> **Source text**
• • • • • • •

As the G20 prepares to meet in Mexico,
all eyes are on China. But the world's second-largest economy is
shying away from the international responsibility it is being asked
The people's republic does not wish to take a place among the major economic powers, but is instead insisting on claiming status as the world's largest developing country.
"Before China truly becomes an economic power in the world, we have a long way to go," Chinese Deputy Foreign Minister Cui Tiankai said as the leaders of the 20 most economically powerful economies gathered to meet in Los Cabos on Monday and Tuesday.
Cui noted that, in terms of output per capita, China was around 100th on the list. There were "many poor people" in China coping with "acute problems" and uneven development, he said.
"China will always remain a developing country, no matter how strong we are," Cui said in remarks seen as a declaration of solidarity with developing countries, aimed at providing a counterweight to the dominance of the Western industrialized countries, led by the United States.
China fears that, should its growing economic power lead to it becoming a member of the industrialized nations club, that group could face an eventual split. At the same time, China would become isolated from the developing world.

• • • • • • •

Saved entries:
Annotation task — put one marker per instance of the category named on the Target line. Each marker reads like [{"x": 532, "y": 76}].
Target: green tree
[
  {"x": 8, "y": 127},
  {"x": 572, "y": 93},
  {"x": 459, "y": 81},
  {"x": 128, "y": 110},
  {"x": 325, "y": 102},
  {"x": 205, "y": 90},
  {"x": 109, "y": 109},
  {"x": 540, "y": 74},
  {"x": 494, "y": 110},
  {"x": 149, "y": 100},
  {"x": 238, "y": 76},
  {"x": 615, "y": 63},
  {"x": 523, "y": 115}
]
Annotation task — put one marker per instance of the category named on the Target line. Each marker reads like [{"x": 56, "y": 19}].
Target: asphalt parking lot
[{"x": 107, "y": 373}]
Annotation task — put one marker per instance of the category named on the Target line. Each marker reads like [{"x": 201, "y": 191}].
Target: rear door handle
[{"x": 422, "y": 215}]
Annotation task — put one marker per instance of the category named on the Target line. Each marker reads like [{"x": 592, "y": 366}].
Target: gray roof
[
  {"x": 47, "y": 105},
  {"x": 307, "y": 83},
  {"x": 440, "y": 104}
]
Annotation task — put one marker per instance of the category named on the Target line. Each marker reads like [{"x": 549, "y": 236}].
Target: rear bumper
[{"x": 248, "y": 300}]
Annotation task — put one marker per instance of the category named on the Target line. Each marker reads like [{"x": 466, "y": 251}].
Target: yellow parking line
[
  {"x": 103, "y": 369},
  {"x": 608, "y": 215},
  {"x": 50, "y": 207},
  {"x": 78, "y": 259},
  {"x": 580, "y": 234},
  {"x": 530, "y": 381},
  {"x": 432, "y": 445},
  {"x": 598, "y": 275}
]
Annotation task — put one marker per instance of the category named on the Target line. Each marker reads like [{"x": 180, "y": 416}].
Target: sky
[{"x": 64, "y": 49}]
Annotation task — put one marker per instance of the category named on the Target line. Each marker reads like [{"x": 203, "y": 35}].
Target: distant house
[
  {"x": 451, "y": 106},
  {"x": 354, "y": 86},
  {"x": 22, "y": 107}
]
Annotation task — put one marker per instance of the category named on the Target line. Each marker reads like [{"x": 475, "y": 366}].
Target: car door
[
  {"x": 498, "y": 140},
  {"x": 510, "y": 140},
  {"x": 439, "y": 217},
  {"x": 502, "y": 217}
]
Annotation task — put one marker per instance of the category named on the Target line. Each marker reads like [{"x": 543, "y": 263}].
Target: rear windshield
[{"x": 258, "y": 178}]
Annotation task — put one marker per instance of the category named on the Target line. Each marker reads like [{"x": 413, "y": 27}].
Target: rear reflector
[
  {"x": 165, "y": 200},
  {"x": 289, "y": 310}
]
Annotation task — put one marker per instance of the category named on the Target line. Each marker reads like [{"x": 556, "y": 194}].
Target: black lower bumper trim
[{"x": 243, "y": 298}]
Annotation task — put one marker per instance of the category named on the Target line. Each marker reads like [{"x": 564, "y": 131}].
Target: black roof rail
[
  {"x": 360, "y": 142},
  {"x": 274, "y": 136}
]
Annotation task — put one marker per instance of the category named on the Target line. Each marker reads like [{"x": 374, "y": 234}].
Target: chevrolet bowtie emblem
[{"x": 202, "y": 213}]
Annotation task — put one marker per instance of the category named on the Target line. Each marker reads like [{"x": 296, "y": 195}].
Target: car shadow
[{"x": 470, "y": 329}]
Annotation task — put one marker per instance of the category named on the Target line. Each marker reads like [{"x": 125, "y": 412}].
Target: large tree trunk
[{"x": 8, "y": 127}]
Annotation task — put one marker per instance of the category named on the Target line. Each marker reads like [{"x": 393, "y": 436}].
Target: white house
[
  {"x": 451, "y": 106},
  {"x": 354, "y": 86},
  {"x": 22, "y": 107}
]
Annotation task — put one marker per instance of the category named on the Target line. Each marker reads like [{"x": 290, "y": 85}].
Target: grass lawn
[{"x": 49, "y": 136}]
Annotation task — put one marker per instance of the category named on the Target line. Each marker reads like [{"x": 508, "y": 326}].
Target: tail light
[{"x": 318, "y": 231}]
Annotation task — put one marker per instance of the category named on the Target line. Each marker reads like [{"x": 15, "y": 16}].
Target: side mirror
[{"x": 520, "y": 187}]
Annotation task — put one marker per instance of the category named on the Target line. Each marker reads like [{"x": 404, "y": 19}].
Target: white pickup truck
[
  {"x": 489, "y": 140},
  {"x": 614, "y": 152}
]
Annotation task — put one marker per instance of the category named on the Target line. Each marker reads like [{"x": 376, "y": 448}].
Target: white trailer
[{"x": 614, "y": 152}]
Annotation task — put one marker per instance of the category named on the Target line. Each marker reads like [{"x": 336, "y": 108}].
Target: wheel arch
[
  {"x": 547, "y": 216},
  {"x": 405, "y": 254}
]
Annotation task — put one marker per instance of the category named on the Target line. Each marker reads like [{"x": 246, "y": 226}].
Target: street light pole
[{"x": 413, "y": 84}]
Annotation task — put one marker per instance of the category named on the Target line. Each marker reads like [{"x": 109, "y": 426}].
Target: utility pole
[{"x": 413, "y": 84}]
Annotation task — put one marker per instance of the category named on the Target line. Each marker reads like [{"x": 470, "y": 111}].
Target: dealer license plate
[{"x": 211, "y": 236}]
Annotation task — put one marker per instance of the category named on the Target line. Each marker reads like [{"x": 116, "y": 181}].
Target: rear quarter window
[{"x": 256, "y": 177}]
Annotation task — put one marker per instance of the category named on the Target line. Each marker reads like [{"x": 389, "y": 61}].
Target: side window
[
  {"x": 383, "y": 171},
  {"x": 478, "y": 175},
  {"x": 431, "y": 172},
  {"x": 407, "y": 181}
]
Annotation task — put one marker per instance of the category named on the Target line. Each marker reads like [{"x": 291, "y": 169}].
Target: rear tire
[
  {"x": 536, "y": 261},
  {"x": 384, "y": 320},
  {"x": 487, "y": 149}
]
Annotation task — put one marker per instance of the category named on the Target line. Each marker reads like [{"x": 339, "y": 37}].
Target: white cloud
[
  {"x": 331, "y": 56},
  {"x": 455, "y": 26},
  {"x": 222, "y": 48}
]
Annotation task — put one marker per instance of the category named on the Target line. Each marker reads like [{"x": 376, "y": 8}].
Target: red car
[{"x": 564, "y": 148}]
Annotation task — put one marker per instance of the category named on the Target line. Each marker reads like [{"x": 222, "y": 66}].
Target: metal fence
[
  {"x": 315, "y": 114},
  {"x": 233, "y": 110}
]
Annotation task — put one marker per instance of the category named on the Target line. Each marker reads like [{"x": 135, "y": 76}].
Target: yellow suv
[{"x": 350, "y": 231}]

• • • • • • •

> **Using the information**
1. Summarize the article on China and the G20 in two sentences.
2. Echo the part of the article on China and the G20 that opens with the words containing "Cui noted that, in" and closes with "the United States.".

> **Answers to the exercise**
1. As G20 leaders gathered in Los Cabos, Chinese Deputy Foreign Minister Cui Tiankai insisted that China is the world's largest developing country rather than a major economic power, citing its rank of around 100th in output per capita and its many poor people. China fears that joining the club of industrialized nations could eventually split that group and isolate China from the developing world.

2.
Cui noted that, in terms of output per capita, China was around 100th on the list. There were "many poor people" in China coping with "acute problems" and uneven development, he said.
"China will always remain a developing country, no matter how strong we are," Cui said in remarks seen as a declaration of solidarity with developing countries, aimed at providing a counterweight to the dominance of the Western industrialized countries, led by the United States.